• Try it:
Could you set down exactly the lines in the records below between the line holding "object_class: red container" and the line holding "object_class: boat reflection in water", inclusive?

Dataset items
.....

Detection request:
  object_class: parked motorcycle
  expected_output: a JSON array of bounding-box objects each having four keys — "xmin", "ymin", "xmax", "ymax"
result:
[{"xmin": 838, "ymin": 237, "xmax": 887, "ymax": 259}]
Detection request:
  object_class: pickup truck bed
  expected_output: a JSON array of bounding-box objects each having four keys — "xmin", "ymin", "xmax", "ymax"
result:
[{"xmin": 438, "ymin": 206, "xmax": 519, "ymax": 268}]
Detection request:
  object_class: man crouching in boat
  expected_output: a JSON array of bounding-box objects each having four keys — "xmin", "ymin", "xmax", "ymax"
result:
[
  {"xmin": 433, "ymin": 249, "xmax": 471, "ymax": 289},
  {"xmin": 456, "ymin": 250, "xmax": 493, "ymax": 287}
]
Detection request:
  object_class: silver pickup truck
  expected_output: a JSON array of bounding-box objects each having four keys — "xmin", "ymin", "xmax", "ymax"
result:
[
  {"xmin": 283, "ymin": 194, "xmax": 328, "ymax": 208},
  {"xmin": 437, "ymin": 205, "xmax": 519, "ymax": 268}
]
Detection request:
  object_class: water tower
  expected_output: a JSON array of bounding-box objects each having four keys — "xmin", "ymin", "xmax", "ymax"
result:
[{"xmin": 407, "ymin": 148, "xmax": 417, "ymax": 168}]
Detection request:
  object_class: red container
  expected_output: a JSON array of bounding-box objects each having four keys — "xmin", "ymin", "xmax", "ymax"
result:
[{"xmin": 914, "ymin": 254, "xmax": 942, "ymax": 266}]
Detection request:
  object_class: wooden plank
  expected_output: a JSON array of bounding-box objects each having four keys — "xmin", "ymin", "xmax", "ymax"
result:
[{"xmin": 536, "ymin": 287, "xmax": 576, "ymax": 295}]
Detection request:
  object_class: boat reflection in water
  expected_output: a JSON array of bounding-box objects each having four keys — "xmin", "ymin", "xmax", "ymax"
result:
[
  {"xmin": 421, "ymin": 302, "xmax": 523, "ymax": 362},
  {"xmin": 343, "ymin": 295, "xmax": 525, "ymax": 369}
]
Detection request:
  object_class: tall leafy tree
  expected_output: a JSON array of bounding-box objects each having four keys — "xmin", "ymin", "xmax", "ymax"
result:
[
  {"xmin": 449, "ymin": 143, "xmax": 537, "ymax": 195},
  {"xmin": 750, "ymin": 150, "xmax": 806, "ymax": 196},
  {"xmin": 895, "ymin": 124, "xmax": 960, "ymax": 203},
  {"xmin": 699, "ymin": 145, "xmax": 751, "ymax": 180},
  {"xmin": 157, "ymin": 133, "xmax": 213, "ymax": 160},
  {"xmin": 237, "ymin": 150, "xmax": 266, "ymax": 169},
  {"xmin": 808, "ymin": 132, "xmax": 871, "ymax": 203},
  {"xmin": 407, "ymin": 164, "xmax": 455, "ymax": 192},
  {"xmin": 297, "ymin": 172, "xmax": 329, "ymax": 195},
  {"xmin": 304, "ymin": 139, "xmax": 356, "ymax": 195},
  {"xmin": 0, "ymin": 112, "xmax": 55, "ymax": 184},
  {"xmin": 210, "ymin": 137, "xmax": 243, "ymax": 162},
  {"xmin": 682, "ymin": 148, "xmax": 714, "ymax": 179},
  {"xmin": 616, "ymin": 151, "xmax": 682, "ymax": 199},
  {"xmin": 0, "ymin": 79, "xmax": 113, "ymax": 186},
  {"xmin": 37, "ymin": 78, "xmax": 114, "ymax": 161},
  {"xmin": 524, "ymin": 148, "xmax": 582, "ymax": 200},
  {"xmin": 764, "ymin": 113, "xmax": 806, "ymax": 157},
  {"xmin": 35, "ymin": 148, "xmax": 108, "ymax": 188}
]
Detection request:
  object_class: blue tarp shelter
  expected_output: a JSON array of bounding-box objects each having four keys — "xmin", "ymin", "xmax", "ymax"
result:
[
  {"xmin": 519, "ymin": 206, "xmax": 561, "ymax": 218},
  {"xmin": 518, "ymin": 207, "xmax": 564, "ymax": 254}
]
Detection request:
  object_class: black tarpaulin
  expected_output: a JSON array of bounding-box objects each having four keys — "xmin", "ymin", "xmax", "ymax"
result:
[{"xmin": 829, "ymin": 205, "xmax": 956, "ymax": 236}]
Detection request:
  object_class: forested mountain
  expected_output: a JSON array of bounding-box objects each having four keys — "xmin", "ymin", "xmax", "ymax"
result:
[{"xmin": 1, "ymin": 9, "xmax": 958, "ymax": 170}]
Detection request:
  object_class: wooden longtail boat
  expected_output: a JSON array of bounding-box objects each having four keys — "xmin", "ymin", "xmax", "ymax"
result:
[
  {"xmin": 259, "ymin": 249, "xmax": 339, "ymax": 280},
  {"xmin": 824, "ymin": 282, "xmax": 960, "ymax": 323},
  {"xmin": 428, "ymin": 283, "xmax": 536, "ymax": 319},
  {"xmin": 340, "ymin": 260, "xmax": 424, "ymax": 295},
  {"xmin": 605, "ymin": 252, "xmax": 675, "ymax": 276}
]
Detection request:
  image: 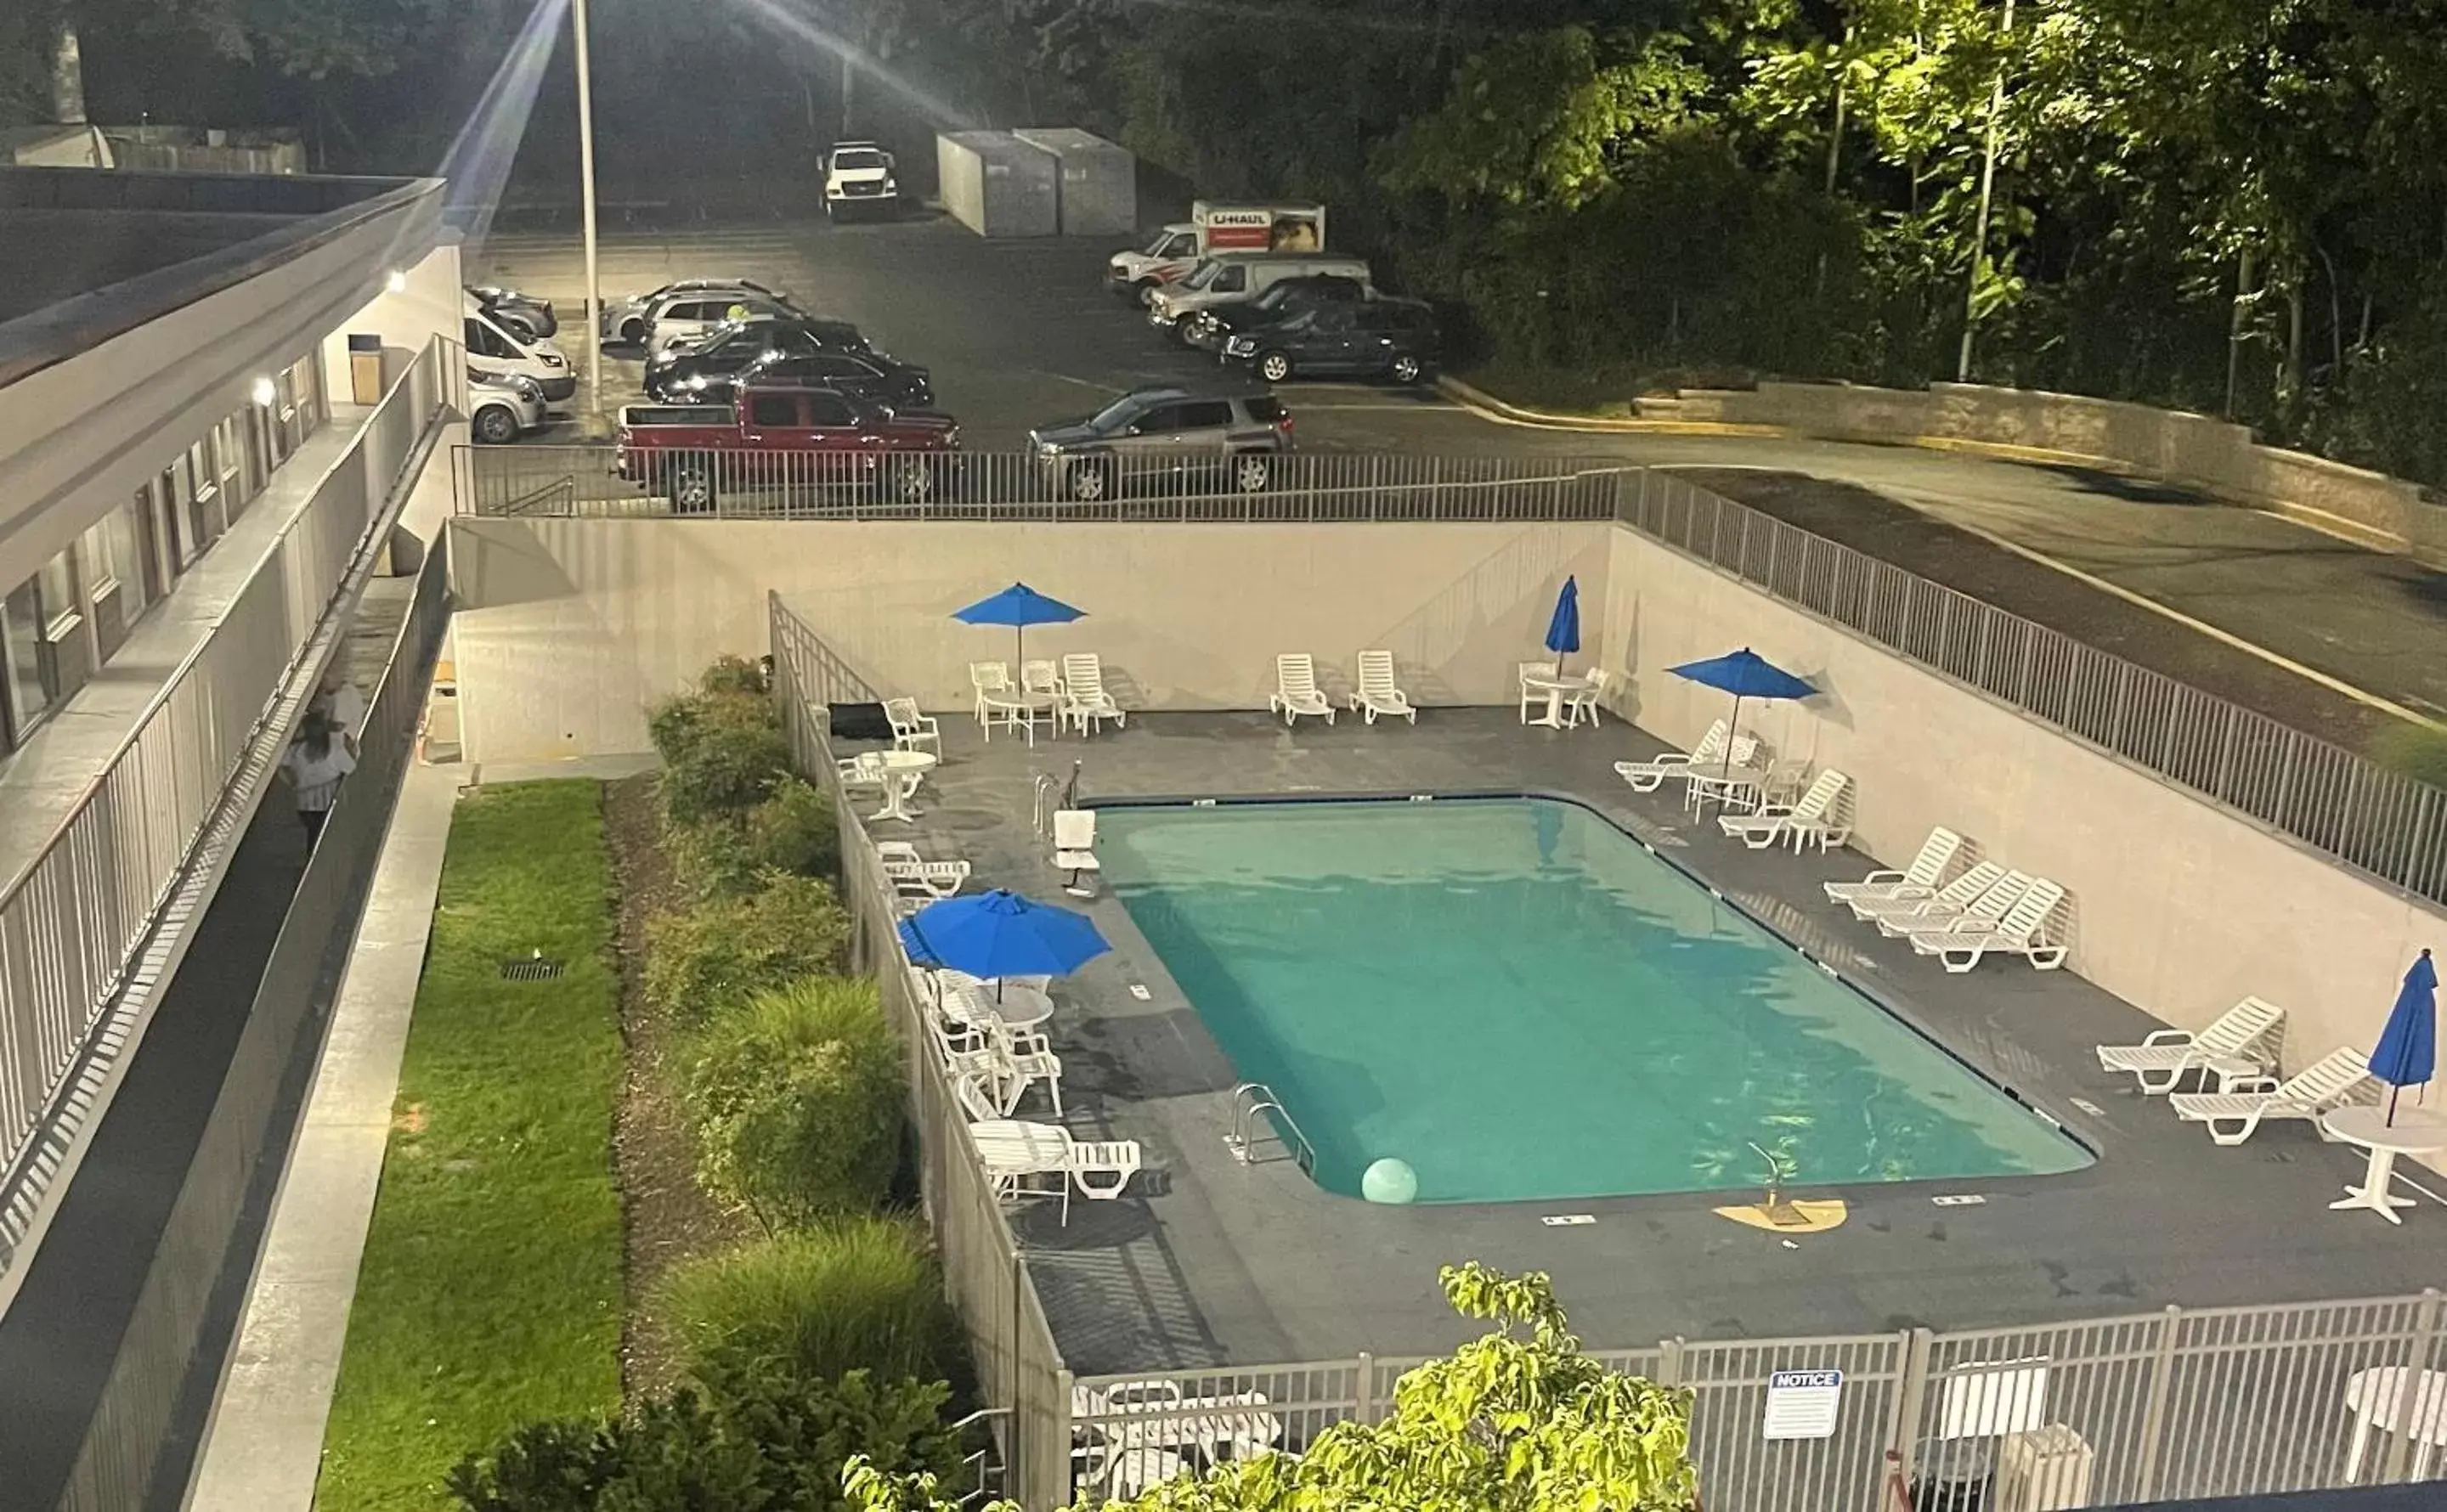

.....

• Answer box:
  object_class: red container
  expected_output: a JSON array of bounding-box objects each having four keys — "xmin", "ymin", "xmax", "ymax"
result:
[{"xmin": 914, "ymin": 254, "xmax": 942, "ymax": 266}]
Detection request:
  object_class: wooden plank
  expected_output: a JSON array of bounding-box objects each having four keys — "xmin", "ymin", "xmax", "ymax"
result:
[{"xmin": 536, "ymin": 287, "xmax": 576, "ymax": 295}]
Detection request:
  object_class: boat reflection in water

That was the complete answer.